Brief — Exactly as written, please set down all of the entries again, with no pictures.

Data rows —
- - - - - - -

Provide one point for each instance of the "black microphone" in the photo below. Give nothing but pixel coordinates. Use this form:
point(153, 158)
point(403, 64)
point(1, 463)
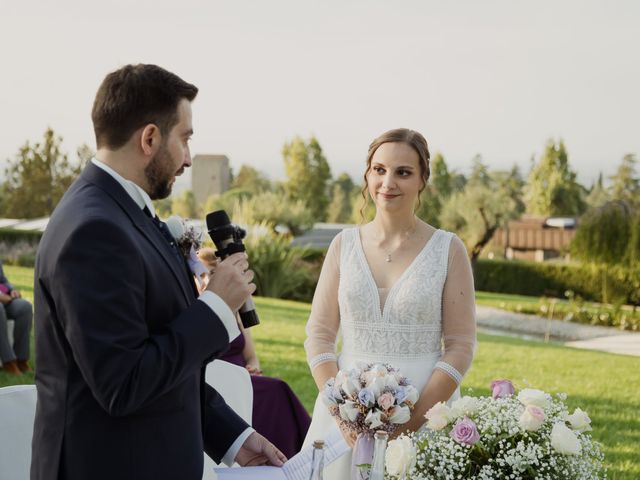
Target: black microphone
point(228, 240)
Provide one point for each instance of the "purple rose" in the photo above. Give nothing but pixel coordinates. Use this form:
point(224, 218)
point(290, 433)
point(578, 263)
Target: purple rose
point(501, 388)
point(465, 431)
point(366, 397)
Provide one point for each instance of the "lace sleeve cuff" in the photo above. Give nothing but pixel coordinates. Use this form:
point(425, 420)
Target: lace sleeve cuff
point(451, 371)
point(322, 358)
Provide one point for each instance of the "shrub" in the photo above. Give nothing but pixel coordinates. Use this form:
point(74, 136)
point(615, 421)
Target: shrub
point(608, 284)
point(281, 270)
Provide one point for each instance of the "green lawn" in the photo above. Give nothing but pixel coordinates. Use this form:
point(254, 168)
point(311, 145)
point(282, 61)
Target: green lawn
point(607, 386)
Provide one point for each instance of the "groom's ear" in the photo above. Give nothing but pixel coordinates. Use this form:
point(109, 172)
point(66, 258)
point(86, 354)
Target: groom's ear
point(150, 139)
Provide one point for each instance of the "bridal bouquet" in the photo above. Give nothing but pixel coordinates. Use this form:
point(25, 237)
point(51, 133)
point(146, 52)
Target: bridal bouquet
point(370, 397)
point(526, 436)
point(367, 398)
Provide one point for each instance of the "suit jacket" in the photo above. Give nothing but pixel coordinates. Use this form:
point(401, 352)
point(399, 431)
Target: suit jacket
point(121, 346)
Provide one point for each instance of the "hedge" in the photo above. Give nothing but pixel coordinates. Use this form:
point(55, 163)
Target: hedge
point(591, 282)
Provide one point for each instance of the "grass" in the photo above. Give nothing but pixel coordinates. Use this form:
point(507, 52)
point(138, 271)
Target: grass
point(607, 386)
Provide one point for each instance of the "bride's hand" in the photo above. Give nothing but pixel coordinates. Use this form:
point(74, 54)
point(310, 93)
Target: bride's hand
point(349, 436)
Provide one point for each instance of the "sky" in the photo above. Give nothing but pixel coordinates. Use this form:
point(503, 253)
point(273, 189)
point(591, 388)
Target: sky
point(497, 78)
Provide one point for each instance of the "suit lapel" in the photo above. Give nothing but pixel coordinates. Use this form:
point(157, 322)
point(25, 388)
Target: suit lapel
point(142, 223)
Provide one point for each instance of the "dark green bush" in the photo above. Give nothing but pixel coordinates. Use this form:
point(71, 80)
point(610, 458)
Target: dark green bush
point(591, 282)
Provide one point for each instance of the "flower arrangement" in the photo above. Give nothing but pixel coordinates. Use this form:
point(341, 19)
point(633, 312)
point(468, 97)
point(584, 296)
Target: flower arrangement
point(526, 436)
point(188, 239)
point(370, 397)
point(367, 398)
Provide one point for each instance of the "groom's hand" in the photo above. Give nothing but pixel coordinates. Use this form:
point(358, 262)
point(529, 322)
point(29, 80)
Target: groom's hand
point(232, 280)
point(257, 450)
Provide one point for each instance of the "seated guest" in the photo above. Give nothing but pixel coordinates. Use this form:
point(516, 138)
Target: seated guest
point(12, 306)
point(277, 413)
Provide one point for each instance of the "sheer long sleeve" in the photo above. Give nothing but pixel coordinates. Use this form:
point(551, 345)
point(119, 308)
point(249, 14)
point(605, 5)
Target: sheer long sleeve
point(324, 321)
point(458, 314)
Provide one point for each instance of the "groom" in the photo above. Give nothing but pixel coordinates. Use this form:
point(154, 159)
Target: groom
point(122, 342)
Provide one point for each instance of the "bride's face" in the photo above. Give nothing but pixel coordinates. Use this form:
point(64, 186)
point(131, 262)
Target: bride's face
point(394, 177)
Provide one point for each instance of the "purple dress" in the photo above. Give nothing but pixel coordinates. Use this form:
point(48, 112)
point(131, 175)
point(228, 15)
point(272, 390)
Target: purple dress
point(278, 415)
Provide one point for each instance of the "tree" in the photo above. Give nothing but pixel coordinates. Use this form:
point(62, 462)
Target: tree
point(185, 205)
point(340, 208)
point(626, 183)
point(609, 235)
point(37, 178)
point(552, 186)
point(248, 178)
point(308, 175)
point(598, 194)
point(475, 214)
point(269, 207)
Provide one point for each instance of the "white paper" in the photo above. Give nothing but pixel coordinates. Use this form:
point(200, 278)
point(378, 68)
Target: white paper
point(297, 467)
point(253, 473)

- - - - - - -

Task solution —
Provide one point for each instance of the "black microphone" in the photo below. Give nothing but pixel coordinates. Use this form:
point(153, 158)
point(403, 64)
point(1, 463)
Target: black microphone
point(228, 240)
Provide one point for each instance of the "purple rose" in the photo above. Give nothing but pixel coordinates. Use this form:
point(224, 218)
point(290, 433)
point(578, 263)
Target: purple rose
point(501, 388)
point(465, 431)
point(366, 397)
Provide one point for each instance of the "lace sleeve cuff" in the photo above. Give nothing but pixel coordinates. Use this form:
point(425, 420)
Target: lace sleeve cuff
point(451, 371)
point(322, 358)
Provide one point for each instance of the "shrub" in the photo above. Give nothing but pixel coordinates. Use this form:
point(74, 136)
point(615, 421)
Target: shrub
point(608, 284)
point(281, 270)
Provide one point for each instance of the "green lawn" in the photo above. Give nothing but pixel coordinates. Use this form:
point(254, 168)
point(311, 145)
point(282, 61)
Target: green lawn
point(607, 386)
Provide one point for each instance of the "groom's ear" in the photo above. Give nothing but pixel coordinates. Use this form:
point(109, 172)
point(66, 258)
point(86, 354)
Target: groom's ear
point(150, 139)
Provide one point for each instance of the "bridal bouquet" in the photo above. Give nothing but pixel coordinates. Use this form:
point(25, 237)
point(51, 133)
point(146, 52)
Target: bridal bouquet
point(370, 397)
point(526, 436)
point(367, 398)
Provide one point for each instance of the "suit jacket" in the photo above. Give nothing but pixel coordinates. Use this form:
point(401, 352)
point(399, 431)
Target: suit jacket
point(121, 346)
Provide one point for each instance of the "hedge" in the photo above. Give nothing but pixel coordinates. Use this form:
point(55, 163)
Target: hedge
point(591, 282)
Provide one point for each instance of the "grass" in the photo above. Give nothing but pixel coordinates. Use this form:
point(507, 52)
point(138, 271)
Target: grass
point(607, 386)
Provide one point for each instance of the "bride's hand" in the photo above. Give nothing but pixel coordinates. Use this form:
point(74, 54)
point(310, 93)
Target: bride's hand
point(349, 436)
Provide one point for each instance of the "sky" in the photo above. Give nothing but pixel coordinates. Use this form:
point(503, 253)
point(273, 189)
point(591, 388)
Target: sky
point(497, 78)
Provide one point for each instance of the "suit lapel" in the photo above. Give nothing but pixel coordinates. Use this form:
point(157, 322)
point(25, 388)
Target: suit lapel
point(142, 223)
Provide one point for each instance of the "dark green bush" in the photo above. Give nothing but pixel coordinates. Use this form:
point(71, 80)
point(610, 458)
Target: dark green bush
point(591, 282)
Provide one point for each instance of the "flower arrangement" in the photo above. Give nothing but pixel coordinates. Use this form:
point(341, 19)
point(633, 312)
point(468, 97)
point(584, 296)
Target: flower arrangement
point(526, 436)
point(188, 239)
point(370, 397)
point(367, 398)
Provide one point for each instance of the "groom's hand" in the photo above. Give nothing but pixel coordinates. Use this form:
point(358, 262)
point(529, 322)
point(29, 80)
Target: groom's hand
point(232, 280)
point(257, 450)
Provide one point for each instance of the "seated guest" in the photo above. Give nothing but pixel coordinates. Use this form:
point(516, 138)
Target: seated guest
point(12, 306)
point(277, 413)
Provide one point for each instance of the "sheer long sleeve" in the photo above. Give nothing but pixel coordinates. Use this form:
point(551, 345)
point(119, 308)
point(249, 14)
point(605, 5)
Target: sheer long sleeve
point(324, 321)
point(458, 314)
Provide one point for each instance of the "groom" in the photo above. Give nothing but pixel coordinates. Use this form:
point(154, 159)
Target: groom
point(122, 342)
Provide one point for each instance of the "bride's face" in the photo above. Give nothing but pixel coordinates. Use this form:
point(64, 186)
point(131, 262)
Target: bride's face
point(394, 177)
Provide one point for each instance of the "purple dress" in the photo above. Give nothing but pixel coordinates. Use this form:
point(48, 112)
point(131, 175)
point(228, 15)
point(272, 390)
Target: purple dress
point(278, 415)
Provide one point for each instance of the "tree" in the photo above. Give nothing but pixel coordinates. Use this form:
point(62, 462)
Target: tree
point(185, 205)
point(340, 208)
point(626, 183)
point(609, 235)
point(37, 178)
point(552, 186)
point(248, 178)
point(308, 175)
point(598, 194)
point(475, 214)
point(269, 207)
Provide one point for each instance of the "white paper" in the photo above. Give nothing but pixel coordinates. Use this form:
point(200, 278)
point(378, 68)
Target: white paper
point(297, 467)
point(253, 473)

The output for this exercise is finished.